-- Opening Marker --
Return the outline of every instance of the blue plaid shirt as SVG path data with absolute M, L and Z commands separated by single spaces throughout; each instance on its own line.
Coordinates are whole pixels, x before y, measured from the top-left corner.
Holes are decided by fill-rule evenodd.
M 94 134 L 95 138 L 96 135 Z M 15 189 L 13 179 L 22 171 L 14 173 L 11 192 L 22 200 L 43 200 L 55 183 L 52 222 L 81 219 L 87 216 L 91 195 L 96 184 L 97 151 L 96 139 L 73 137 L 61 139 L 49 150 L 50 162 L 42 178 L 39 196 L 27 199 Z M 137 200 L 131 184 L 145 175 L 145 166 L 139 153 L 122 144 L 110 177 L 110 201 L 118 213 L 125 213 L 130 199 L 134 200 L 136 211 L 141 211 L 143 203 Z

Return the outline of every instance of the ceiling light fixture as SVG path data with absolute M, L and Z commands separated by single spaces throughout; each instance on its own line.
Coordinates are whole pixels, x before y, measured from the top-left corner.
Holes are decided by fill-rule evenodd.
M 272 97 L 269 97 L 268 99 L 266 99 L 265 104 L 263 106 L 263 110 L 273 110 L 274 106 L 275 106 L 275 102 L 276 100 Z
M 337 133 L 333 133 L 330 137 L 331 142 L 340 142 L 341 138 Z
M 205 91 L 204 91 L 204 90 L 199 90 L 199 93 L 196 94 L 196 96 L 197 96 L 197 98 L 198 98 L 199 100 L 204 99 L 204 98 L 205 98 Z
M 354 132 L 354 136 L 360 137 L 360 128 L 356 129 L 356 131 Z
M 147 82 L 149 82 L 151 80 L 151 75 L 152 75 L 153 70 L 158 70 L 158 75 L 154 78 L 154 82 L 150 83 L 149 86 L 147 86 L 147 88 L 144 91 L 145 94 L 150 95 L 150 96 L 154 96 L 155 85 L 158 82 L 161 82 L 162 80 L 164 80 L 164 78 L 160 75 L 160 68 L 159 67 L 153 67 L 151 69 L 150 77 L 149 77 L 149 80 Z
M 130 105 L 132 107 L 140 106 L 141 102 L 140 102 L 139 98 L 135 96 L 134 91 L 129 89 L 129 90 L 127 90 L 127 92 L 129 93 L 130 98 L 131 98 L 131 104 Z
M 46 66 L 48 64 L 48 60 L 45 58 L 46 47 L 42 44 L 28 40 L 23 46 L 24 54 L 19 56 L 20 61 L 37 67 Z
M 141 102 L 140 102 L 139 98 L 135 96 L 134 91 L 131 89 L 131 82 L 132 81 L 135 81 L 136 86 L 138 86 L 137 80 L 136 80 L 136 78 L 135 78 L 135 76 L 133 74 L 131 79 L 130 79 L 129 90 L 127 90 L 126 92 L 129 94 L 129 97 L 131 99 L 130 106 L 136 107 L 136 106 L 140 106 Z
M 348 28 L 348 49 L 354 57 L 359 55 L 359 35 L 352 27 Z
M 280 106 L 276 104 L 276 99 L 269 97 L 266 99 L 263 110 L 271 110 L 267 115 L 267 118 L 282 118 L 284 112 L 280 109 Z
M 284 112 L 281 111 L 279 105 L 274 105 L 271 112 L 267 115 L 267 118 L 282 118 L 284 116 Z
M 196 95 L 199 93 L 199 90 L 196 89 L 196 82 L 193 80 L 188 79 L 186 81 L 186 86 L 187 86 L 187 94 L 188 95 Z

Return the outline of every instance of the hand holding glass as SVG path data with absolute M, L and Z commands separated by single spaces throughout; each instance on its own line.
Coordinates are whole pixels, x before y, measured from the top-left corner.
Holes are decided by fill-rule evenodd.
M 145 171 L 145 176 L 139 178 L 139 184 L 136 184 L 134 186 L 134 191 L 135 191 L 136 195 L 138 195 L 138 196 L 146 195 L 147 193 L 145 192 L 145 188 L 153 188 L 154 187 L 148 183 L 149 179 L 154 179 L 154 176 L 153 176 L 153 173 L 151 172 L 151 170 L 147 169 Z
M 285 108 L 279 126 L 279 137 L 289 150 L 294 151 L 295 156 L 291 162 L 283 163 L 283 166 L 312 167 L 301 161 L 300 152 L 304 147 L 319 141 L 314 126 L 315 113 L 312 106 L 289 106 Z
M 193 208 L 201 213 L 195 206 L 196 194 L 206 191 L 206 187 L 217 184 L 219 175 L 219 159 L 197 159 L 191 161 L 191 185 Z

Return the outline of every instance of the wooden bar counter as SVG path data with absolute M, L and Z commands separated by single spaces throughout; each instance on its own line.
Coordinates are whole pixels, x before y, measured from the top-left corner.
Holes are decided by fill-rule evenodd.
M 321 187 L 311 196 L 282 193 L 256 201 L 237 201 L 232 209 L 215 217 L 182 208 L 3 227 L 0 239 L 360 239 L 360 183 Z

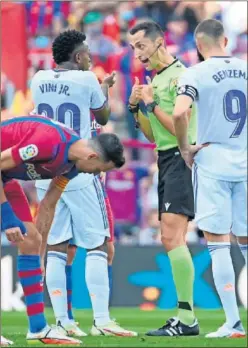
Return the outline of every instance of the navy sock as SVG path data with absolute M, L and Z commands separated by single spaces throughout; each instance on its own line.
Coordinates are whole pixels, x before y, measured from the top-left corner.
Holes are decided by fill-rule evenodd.
M 68 304 L 68 318 L 74 320 L 72 313 L 72 266 L 67 265 L 66 272 L 66 290 L 67 290 L 67 304 Z
M 109 278 L 109 302 L 111 301 L 112 287 L 113 287 L 113 269 L 112 265 L 108 265 L 108 278 Z

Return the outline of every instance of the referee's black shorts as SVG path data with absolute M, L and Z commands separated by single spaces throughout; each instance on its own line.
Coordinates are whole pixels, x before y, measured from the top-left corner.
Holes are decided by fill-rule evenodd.
M 159 220 L 162 213 L 182 214 L 194 218 L 194 196 L 191 170 L 178 147 L 158 151 Z

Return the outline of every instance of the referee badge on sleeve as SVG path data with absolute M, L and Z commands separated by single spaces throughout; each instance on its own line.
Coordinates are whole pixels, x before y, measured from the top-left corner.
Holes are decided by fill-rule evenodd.
M 23 161 L 36 157 L 38 153 L 38 147 L 34 144 L 30 144 L 19 149 L 19 154 Z

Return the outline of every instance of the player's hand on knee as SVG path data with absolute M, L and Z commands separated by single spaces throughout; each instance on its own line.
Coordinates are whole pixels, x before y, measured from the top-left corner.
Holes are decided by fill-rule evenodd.
M 5 230 L 8 241 L 18 243 L 24 241 L 24 235 L 20 227 L 12 227 Z
M 27 233 L 24 223 L 15 215 L 9 202 L 4 202 L 1 204 L 1 230 L 6 231 L 6 235 L 7 230 L 19 231 L 23 235 Z

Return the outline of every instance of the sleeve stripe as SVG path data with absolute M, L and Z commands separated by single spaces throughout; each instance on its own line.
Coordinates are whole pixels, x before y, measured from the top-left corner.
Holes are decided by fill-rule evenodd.
M 190 87 L 190 86 L 188 87 L 188 90 L 189 90 L 189 91 L 191 91 L 192 93 L 194 93 L 194 92 L 195 92 L 195 88 Z
M 56 176 L 54 178 L 55 186 L 61 191 L 64 191 L 68 182 L 69 182 L 69 179 L 65 178 L 64 176 Z

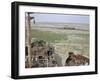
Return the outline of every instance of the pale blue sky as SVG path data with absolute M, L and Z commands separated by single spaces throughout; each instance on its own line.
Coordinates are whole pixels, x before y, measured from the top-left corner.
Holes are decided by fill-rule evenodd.
M 35 22 L 43 23 L 81 23 L 89 24 L 88 15 L 68 15 L 68 14 L 48 14 L 48 13 L 34 13 Z

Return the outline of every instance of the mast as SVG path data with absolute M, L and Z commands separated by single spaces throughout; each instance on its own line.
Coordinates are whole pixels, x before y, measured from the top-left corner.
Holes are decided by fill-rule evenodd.
M 27 43 L 28 43 L 28 64 L 29 68 L 32 67 L 32 50 L 31 50 L 31 17 L 30 13 L 28 12 L 28 26 L 27 26 Z

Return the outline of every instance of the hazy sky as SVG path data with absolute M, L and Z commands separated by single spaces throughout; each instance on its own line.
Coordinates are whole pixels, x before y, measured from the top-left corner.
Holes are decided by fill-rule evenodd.
M 68 14 L 48 14 L 48 13 L 34 13 L 35 22 L 43 23 L 81 23 L 89 24 L 88 15 L 68 15 Z

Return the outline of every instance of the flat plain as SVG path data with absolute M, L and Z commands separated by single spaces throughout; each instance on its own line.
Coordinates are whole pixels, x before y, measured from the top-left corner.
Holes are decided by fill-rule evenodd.
M 89 25 L 33 24 L 31 34 L 32 41 L 44 40 L 53 45 L 55 58 L 62 65 L 65 64 L 68 52 L 89 58 Z

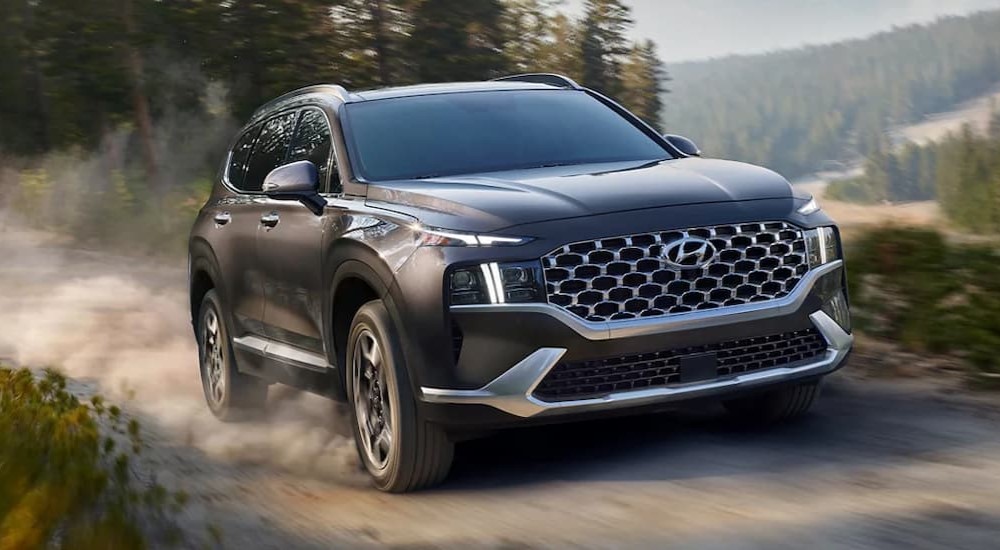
-- Closing Marker --
• _Task to carry out_
All lines of the data above that include the word "blue" must be shown.

• _Response for this exercise_
Return the outline of every instance of the blue plaid shirt as SVG path data with absolute M, L and Z commands separated by single spaces throughout; each instance on its own line.
Return the outline of every instance of the pale blue sky as SVG path data with absolute M, L and Z commands separated by single spaces throughout; each instance on its own line.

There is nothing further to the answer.